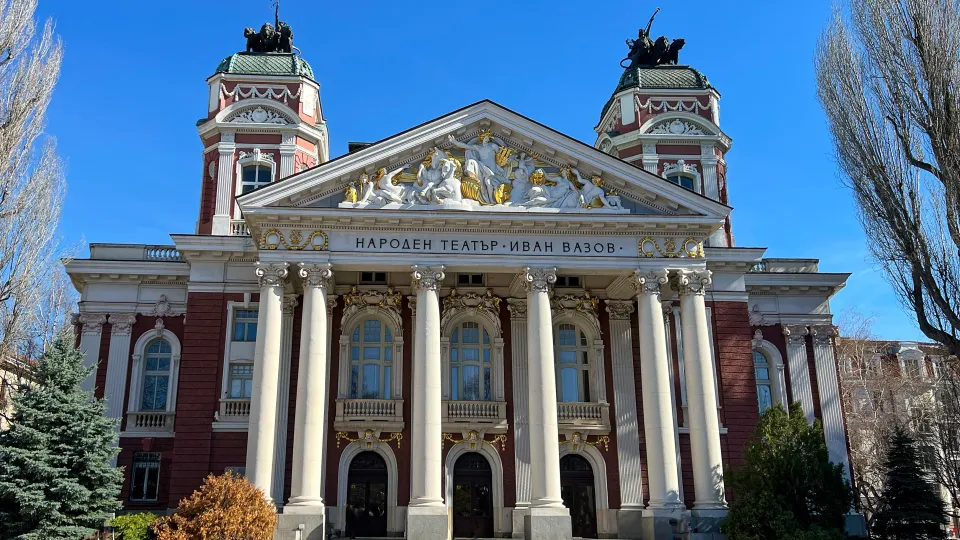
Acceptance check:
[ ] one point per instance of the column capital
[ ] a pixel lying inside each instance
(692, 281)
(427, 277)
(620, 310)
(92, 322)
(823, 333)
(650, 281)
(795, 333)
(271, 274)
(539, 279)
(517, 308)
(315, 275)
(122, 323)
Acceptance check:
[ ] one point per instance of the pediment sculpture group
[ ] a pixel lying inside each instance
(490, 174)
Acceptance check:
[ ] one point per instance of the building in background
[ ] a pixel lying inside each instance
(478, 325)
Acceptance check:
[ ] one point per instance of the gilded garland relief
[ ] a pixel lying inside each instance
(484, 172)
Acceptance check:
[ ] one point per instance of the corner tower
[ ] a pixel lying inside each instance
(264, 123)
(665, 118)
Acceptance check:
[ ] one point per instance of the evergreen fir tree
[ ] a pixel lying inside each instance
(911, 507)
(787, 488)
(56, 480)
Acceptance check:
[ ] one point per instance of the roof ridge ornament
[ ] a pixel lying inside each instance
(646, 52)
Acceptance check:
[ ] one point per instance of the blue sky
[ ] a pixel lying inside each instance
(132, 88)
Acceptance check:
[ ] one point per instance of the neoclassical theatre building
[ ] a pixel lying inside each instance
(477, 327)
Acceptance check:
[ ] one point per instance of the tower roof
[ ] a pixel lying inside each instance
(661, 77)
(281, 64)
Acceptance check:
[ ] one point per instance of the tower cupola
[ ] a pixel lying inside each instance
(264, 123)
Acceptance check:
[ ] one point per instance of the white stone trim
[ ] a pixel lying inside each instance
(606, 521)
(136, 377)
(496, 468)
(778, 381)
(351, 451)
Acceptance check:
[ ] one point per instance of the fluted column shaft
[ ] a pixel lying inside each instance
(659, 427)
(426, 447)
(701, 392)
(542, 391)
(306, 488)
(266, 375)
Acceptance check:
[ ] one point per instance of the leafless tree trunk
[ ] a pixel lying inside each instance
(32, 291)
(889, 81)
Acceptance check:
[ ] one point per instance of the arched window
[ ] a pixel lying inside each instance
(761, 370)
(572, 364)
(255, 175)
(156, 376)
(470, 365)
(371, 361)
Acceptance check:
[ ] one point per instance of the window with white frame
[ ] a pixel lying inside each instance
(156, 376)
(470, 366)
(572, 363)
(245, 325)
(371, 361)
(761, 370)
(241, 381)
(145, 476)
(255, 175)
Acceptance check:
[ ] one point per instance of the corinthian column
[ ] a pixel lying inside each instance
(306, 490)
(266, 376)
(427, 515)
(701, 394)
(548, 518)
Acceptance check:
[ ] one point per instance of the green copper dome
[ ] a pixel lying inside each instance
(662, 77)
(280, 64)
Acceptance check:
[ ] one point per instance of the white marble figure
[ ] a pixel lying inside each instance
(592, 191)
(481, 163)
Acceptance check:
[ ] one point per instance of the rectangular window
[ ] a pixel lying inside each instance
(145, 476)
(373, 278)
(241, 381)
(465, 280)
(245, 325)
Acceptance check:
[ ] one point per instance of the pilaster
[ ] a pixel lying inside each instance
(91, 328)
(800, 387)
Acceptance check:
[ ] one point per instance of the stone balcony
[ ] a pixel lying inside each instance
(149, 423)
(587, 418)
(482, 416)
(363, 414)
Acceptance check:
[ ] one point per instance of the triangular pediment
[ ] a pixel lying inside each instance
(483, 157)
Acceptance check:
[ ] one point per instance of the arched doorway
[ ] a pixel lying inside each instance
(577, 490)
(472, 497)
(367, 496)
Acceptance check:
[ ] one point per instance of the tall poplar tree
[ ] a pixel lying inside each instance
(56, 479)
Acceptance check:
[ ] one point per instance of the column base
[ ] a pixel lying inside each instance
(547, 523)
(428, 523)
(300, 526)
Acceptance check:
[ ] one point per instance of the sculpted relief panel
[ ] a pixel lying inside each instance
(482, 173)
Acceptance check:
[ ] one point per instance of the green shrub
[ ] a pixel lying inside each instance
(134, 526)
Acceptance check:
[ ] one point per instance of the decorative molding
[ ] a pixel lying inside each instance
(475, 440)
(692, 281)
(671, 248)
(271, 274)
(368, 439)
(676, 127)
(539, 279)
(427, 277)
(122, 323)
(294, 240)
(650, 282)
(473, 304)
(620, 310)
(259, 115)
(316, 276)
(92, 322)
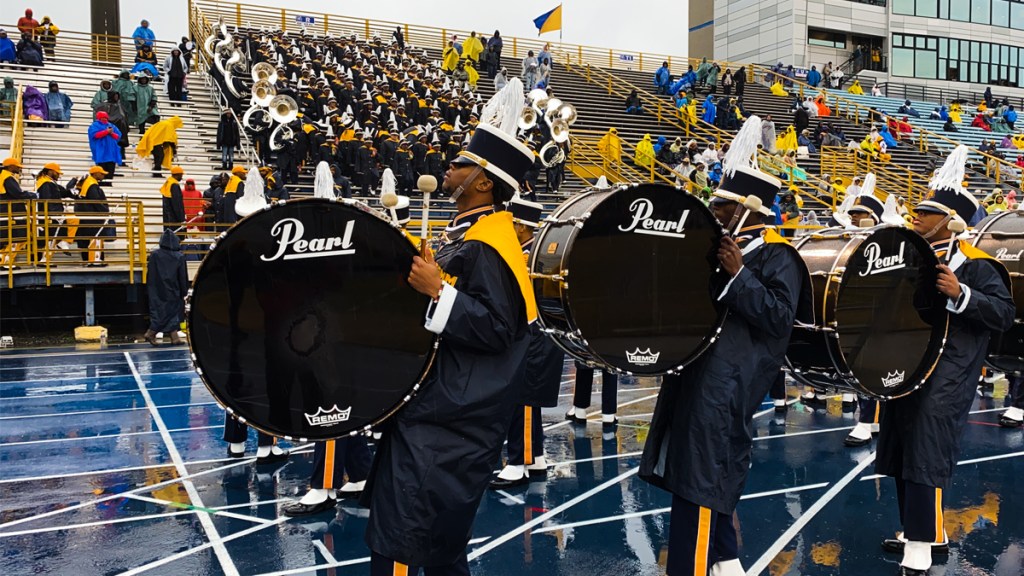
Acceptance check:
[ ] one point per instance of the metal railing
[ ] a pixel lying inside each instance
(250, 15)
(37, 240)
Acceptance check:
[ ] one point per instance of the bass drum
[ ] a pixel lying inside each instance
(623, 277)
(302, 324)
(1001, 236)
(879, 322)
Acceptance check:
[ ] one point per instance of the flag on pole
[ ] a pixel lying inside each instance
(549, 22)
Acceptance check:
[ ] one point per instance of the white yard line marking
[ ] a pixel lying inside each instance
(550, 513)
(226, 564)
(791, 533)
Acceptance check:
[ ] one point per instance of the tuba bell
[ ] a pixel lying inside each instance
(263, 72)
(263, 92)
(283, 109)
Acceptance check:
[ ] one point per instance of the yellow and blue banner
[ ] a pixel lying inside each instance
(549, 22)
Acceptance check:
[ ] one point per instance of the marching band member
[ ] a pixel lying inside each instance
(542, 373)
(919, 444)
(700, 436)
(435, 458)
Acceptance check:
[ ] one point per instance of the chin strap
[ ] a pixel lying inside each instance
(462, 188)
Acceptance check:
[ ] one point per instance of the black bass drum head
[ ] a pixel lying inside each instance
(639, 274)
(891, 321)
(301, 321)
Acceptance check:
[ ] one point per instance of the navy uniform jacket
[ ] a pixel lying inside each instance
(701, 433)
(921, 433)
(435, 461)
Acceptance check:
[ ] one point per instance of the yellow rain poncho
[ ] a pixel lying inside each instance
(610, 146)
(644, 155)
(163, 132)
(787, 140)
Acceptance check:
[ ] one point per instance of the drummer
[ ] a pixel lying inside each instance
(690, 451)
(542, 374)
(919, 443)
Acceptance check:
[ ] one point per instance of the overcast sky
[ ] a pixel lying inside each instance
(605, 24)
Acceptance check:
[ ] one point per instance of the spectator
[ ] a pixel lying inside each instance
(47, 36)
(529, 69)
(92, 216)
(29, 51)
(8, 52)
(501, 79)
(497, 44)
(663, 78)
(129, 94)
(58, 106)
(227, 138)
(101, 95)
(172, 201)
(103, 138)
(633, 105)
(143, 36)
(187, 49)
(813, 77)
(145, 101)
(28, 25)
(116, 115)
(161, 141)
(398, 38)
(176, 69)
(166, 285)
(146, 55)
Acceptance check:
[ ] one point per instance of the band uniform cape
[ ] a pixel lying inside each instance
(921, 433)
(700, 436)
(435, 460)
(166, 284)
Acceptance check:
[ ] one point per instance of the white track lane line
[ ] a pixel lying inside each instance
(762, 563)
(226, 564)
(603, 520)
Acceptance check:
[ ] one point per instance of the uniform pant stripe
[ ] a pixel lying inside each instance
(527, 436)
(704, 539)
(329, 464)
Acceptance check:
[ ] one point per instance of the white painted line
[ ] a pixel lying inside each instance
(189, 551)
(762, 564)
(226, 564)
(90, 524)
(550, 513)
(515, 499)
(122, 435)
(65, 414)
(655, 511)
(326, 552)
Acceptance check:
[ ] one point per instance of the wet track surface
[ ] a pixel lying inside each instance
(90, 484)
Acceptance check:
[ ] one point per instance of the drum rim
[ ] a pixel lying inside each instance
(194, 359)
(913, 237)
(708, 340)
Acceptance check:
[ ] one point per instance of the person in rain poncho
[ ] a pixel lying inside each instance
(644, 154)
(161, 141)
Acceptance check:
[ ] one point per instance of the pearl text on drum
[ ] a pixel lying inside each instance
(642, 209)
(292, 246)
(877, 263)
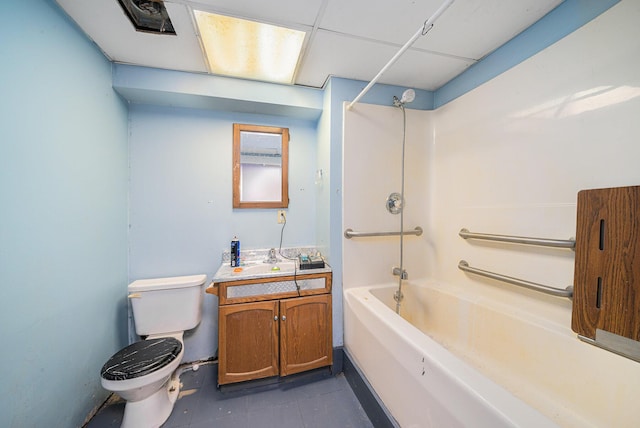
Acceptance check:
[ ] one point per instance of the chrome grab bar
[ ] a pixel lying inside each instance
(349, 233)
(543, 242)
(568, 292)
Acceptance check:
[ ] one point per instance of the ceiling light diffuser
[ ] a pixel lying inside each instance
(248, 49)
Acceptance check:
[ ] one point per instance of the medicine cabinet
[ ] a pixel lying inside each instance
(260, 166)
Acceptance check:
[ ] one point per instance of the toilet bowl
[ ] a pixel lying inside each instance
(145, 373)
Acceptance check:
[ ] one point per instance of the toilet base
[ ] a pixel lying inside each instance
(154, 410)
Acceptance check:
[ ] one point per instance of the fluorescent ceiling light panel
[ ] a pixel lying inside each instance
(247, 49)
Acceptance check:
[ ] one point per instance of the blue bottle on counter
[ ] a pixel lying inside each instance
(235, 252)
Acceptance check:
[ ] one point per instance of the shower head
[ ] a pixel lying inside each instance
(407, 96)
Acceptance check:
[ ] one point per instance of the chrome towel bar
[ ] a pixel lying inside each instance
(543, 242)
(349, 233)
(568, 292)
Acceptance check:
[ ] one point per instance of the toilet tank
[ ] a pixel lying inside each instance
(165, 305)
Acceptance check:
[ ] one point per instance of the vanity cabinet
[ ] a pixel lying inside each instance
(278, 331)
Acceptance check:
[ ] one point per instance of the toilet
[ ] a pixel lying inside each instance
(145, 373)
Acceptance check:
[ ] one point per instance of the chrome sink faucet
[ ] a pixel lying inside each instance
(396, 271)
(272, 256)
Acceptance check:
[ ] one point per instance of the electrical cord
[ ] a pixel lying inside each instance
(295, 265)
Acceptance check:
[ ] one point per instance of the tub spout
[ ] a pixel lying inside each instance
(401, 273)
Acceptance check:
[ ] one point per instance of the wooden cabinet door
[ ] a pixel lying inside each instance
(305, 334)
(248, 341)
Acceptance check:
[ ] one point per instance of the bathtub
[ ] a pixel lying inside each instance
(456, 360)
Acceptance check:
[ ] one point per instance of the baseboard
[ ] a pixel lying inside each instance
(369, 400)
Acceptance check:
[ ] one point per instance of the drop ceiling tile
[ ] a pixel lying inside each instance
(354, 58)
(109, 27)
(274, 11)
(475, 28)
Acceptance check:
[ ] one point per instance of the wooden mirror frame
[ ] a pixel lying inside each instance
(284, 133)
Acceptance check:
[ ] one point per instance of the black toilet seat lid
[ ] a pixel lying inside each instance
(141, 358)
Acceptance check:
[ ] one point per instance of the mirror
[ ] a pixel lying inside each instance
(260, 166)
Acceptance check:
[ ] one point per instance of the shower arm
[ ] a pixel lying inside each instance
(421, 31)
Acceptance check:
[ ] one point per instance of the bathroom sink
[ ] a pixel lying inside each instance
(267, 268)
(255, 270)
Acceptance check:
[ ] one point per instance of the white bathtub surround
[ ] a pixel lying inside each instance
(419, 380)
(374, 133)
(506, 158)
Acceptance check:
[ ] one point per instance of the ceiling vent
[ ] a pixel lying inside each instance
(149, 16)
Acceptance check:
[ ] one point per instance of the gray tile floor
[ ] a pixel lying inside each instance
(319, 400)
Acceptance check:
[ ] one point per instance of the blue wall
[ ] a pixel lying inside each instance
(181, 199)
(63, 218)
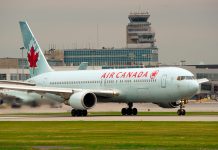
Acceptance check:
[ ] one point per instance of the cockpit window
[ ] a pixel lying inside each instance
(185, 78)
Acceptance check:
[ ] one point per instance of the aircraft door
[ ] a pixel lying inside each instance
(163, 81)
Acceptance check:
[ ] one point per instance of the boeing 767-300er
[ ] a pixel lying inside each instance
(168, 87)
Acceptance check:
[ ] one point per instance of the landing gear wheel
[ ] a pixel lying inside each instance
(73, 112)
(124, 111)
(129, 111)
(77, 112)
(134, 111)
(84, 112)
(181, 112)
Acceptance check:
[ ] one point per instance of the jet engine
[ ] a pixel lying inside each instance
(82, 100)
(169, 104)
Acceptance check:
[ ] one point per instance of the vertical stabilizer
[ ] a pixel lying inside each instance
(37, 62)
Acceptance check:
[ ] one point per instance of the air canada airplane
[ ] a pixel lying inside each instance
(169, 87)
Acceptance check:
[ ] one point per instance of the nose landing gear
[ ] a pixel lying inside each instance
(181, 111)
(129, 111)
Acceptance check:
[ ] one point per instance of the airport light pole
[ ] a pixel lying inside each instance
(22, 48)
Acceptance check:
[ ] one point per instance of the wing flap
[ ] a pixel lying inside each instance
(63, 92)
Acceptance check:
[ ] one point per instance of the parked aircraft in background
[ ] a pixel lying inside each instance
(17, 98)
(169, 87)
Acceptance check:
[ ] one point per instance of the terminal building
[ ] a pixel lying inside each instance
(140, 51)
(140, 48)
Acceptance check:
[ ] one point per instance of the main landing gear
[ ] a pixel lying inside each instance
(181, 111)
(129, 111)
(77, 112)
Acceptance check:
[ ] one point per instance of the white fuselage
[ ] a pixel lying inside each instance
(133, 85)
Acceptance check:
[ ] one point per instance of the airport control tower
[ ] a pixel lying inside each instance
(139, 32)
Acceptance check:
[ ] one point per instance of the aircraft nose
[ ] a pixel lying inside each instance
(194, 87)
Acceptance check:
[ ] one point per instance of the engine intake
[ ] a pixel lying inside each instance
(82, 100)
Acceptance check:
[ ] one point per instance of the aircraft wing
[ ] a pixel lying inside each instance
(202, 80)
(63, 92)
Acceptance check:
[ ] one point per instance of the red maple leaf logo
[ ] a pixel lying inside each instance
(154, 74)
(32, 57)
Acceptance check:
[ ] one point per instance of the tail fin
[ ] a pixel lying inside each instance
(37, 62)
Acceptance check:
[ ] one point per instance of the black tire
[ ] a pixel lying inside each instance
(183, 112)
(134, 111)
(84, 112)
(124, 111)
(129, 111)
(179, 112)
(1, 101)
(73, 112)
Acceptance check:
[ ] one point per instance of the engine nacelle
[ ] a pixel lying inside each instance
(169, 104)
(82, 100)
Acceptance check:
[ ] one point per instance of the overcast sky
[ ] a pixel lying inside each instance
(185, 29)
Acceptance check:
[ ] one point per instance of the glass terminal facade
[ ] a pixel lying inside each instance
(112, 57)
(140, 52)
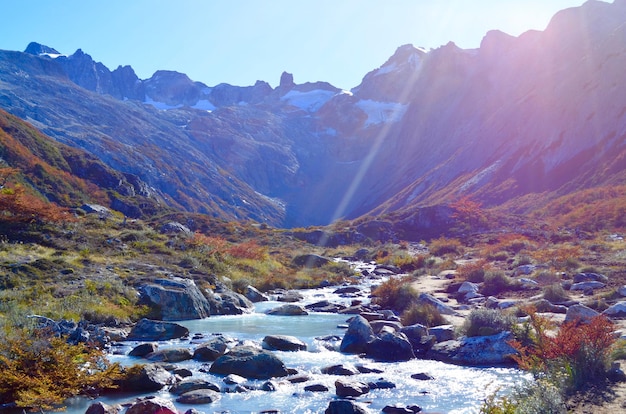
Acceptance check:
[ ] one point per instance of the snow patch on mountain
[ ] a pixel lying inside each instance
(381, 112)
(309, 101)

::::::::::

Search the data above for the word "wooden", then gather each line in which it appears.

→ COMPLETED EXERCISE
[ ] one point per instance of the wooden cabinet door
[ ] one point per instance of the wooden mirror frame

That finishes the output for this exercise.